**Extract provided:**
————————
# Making a 1 t 1 Duplicator out of two dvd writers



## dell

Hi, I have a about 20 files (iso) on my pc, alot of them are very large files that I burn onto disc via Imgburn, I would like to free some disc space on my pc and delete them(the 20 files), but first I have to save them onto disc.

After I save them to disc I need to burn them like I did before, but of course the files wont be on my pc anymore...


I dont want to buy a 1 to 1 duplicator right now becuase of my budget. However, I can afford another dvd writer, right now I have an external  LG dvd writer, im wondering can I buy another external dvd writer put them ontop of eachother, put the master disc in the top and then put the blank disc on the bottom dvd writer, and then burn using imgburn using my 2 dvd writer setup. How do I set that up to work,thanks for any answers


----------



## johnb35

If they are already on a cd why not just delete them off the pc right now?  I'm not understanding.  If all you want is to make another copy then just copy the disk to another one and this can be done just by using one burner.


----------



## dell

no, they are not on another disc right now, they are still on my pc. But Lets say they are on 20 seperate discs...and I have a Master disc #1 and then I want to copy whats on the master disc onto another blank disc, how would just having one burner do this? 

thanks for your reply


----------



## johnb35

The software will recognize that you only have one cd drive so it will copy whats on the cd to the hard drive and then it will tell you to put in a blank disk and it will copy it to the blank one.  However, the faster method would be to get another burner so it takes less time.


----------



## dell

ah.....okay....

yeah, thats seems like it could be abit slow...so can the two dvd writer setup work then?


----------



## johnb35

Only if you are copying from one to another.  I wouldn't be burning to cd's at once if the software allows it.  Could cause corruption on one or both burns.


----------



## dell

ill try the first option, see how it goes


----------
————————
**Supplied data:**

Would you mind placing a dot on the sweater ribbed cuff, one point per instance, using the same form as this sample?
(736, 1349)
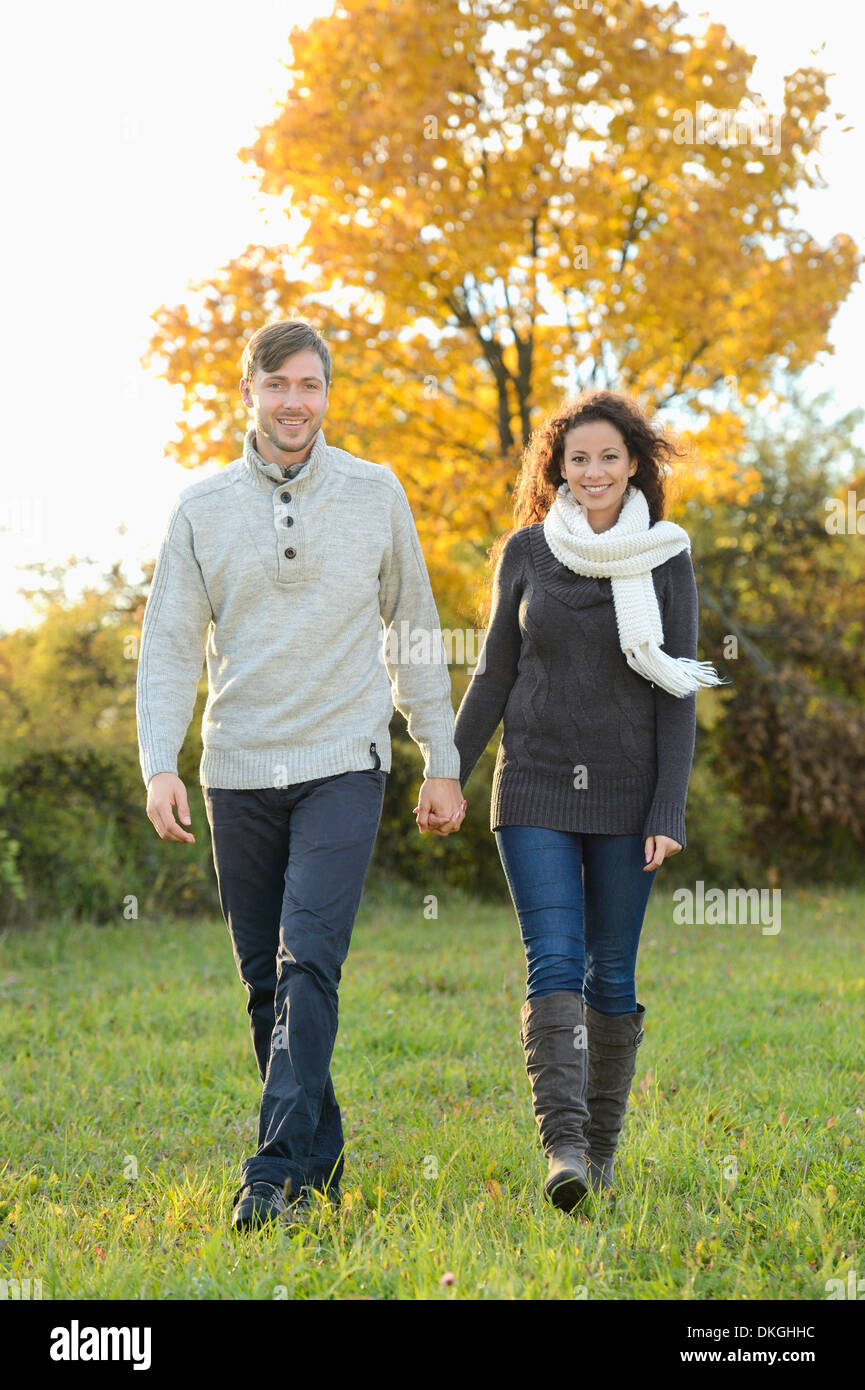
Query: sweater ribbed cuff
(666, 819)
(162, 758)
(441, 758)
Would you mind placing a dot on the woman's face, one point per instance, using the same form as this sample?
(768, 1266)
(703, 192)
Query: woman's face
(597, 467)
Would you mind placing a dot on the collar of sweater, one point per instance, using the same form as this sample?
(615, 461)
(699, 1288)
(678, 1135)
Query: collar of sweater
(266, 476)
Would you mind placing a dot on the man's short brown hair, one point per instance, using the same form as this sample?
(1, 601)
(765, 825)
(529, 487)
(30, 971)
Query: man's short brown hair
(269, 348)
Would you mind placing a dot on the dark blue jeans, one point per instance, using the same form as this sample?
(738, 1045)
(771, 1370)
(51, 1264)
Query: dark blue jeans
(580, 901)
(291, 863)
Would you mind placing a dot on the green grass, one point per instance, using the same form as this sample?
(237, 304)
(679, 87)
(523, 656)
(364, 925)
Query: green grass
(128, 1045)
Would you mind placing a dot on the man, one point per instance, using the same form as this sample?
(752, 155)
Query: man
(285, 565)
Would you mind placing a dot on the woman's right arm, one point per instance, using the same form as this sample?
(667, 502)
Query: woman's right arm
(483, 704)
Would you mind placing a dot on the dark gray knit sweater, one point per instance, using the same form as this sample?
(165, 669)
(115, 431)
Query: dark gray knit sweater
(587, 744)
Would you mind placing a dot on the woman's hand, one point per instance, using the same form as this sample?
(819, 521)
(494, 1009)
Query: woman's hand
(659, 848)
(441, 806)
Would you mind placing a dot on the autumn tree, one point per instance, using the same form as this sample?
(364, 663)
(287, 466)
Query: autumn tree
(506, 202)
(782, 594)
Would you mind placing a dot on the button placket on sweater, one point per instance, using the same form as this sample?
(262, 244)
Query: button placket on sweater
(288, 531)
————————
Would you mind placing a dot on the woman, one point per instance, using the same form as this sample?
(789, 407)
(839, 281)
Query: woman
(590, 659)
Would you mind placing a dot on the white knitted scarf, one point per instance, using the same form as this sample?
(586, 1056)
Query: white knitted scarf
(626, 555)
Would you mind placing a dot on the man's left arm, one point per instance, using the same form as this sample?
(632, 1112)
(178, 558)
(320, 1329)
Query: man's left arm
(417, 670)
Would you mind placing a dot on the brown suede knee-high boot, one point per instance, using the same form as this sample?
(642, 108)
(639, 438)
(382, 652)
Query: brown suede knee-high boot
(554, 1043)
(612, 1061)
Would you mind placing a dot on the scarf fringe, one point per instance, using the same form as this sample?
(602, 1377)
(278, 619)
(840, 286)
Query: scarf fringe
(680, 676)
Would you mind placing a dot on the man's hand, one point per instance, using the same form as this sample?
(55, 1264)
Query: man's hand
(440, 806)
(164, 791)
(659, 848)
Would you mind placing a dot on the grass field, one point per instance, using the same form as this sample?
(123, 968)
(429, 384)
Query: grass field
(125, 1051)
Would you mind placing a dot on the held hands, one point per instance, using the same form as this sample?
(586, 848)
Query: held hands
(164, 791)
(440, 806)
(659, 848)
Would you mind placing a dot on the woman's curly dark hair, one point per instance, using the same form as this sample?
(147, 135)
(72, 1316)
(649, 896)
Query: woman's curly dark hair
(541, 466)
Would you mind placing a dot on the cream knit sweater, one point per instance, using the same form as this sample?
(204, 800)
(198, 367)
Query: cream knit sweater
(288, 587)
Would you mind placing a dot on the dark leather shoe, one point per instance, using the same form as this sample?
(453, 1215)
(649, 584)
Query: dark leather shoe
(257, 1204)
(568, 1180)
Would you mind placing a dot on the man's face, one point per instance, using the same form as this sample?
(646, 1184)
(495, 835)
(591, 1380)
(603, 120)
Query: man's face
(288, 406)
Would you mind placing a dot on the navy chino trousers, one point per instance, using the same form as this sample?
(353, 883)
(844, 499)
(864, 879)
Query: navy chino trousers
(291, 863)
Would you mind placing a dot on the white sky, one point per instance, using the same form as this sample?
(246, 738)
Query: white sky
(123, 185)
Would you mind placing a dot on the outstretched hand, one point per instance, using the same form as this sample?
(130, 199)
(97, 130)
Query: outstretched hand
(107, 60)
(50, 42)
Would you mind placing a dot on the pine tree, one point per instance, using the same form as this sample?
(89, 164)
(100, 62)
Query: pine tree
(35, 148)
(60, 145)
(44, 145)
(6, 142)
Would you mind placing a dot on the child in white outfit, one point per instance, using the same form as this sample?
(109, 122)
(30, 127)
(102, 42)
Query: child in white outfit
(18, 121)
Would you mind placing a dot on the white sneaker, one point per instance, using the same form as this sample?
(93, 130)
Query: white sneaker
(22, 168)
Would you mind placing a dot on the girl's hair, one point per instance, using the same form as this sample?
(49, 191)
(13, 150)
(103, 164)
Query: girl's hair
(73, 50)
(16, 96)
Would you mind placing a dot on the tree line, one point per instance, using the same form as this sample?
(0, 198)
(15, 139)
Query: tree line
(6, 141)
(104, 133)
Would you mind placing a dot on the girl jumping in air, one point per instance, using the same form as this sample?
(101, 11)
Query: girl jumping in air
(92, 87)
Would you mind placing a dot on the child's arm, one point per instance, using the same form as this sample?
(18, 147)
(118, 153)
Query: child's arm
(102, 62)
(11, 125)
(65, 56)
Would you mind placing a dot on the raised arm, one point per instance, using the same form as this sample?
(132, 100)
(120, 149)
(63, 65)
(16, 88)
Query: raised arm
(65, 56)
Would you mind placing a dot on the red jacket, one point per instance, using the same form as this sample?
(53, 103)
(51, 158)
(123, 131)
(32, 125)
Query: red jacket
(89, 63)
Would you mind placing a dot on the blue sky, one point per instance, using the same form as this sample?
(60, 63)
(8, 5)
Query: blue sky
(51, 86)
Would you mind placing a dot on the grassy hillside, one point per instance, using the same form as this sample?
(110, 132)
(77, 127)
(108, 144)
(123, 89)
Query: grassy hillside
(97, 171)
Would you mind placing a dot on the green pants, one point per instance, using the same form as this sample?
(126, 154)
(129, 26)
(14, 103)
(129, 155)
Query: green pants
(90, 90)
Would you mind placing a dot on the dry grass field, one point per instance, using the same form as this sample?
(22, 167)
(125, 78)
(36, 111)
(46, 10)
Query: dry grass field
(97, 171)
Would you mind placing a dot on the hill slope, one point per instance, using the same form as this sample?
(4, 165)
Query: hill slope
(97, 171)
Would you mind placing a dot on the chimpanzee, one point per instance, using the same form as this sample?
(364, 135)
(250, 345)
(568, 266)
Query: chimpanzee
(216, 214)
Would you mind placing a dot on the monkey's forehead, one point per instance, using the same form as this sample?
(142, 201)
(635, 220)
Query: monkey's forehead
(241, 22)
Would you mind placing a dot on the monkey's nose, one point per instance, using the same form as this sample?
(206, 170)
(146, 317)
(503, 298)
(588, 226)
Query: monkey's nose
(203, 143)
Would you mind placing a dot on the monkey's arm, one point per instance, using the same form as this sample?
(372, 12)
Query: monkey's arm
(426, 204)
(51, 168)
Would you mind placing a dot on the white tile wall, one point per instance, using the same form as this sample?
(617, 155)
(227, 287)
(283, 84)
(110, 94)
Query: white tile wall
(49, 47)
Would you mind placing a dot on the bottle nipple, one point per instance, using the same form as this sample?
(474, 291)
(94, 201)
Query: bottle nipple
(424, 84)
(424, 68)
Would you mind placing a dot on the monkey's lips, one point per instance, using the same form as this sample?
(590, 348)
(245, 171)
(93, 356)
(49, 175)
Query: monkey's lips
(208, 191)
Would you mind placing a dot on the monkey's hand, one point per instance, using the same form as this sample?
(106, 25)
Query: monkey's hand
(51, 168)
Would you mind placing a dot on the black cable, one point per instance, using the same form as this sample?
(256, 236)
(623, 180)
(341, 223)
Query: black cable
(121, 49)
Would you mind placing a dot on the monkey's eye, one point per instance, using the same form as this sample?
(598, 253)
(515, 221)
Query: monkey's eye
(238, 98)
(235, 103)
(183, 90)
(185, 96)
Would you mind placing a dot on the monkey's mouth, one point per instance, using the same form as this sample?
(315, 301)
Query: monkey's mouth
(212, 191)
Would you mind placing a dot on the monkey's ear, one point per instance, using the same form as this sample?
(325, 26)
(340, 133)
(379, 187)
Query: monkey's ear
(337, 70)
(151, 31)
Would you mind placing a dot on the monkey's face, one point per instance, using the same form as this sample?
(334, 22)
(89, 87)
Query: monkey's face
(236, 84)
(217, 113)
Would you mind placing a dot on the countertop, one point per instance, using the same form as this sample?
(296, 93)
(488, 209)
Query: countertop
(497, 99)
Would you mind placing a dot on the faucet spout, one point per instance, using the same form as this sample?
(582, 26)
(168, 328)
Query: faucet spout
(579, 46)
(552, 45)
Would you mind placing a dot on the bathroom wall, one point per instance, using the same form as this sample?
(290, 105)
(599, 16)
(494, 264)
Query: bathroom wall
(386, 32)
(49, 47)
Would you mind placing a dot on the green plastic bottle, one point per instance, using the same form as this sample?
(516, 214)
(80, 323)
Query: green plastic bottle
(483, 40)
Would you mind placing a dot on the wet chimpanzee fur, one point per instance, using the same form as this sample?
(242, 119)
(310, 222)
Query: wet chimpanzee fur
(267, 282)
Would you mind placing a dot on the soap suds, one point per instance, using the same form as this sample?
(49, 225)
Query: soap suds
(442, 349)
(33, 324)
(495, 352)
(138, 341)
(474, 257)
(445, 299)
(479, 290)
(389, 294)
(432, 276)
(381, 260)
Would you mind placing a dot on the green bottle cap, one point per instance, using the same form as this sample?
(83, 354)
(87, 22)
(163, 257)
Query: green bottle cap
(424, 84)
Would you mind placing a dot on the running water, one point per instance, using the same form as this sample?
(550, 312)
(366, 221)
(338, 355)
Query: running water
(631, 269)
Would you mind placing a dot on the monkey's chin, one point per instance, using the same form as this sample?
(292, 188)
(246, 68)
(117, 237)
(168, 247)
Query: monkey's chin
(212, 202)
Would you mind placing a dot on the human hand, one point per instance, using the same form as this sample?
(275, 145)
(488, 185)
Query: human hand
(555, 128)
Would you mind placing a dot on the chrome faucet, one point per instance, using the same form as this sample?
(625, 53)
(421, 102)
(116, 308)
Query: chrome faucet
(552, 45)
————————
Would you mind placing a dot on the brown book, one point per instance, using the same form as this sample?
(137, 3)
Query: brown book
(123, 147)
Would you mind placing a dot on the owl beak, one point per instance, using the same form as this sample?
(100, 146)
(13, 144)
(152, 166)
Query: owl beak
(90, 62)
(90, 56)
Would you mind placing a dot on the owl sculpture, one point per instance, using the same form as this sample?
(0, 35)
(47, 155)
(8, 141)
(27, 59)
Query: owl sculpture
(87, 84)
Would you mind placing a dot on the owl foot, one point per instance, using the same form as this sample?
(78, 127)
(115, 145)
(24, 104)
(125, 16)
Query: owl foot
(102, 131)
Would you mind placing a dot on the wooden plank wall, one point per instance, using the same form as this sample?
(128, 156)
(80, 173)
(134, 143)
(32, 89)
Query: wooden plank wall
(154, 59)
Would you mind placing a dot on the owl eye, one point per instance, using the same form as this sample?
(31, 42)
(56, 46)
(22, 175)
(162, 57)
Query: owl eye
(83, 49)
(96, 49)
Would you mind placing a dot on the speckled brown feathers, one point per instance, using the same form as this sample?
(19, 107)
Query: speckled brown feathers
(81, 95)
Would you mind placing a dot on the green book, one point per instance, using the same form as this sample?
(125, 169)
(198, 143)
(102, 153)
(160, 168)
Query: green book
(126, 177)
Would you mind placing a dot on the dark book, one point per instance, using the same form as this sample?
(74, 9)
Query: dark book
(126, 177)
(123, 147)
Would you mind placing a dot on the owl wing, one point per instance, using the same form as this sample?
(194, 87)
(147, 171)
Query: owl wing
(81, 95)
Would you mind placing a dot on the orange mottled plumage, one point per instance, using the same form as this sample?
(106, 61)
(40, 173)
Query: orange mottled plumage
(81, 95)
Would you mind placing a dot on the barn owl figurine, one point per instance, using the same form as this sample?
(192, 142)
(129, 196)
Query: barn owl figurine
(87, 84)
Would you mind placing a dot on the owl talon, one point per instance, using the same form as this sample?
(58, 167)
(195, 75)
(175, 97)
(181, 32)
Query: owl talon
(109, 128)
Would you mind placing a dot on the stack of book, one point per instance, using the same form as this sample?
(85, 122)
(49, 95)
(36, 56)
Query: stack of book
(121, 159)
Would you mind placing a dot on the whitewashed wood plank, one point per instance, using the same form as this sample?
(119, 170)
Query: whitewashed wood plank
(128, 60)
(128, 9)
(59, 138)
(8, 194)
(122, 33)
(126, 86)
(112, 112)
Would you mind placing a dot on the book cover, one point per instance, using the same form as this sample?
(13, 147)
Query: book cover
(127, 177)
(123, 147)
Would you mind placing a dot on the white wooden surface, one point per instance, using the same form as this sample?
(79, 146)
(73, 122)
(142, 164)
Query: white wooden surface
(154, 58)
————————
**Task requirements:**
Reproduce the part of the forum thread on duplicating discs that starts at "thanks for your" and ends at "takes less time.". The material is separate from the forum thread.

**Reply to the task:**
thanks for your reply


----------



## johnb35

The software will recognize that you only have one cd drive so it will copy whats on the cd to the hard drive and then it will tell you to put in a blank disk and it will copy it to the blank one.  However, the faster method would be to get another burner so it takes less time.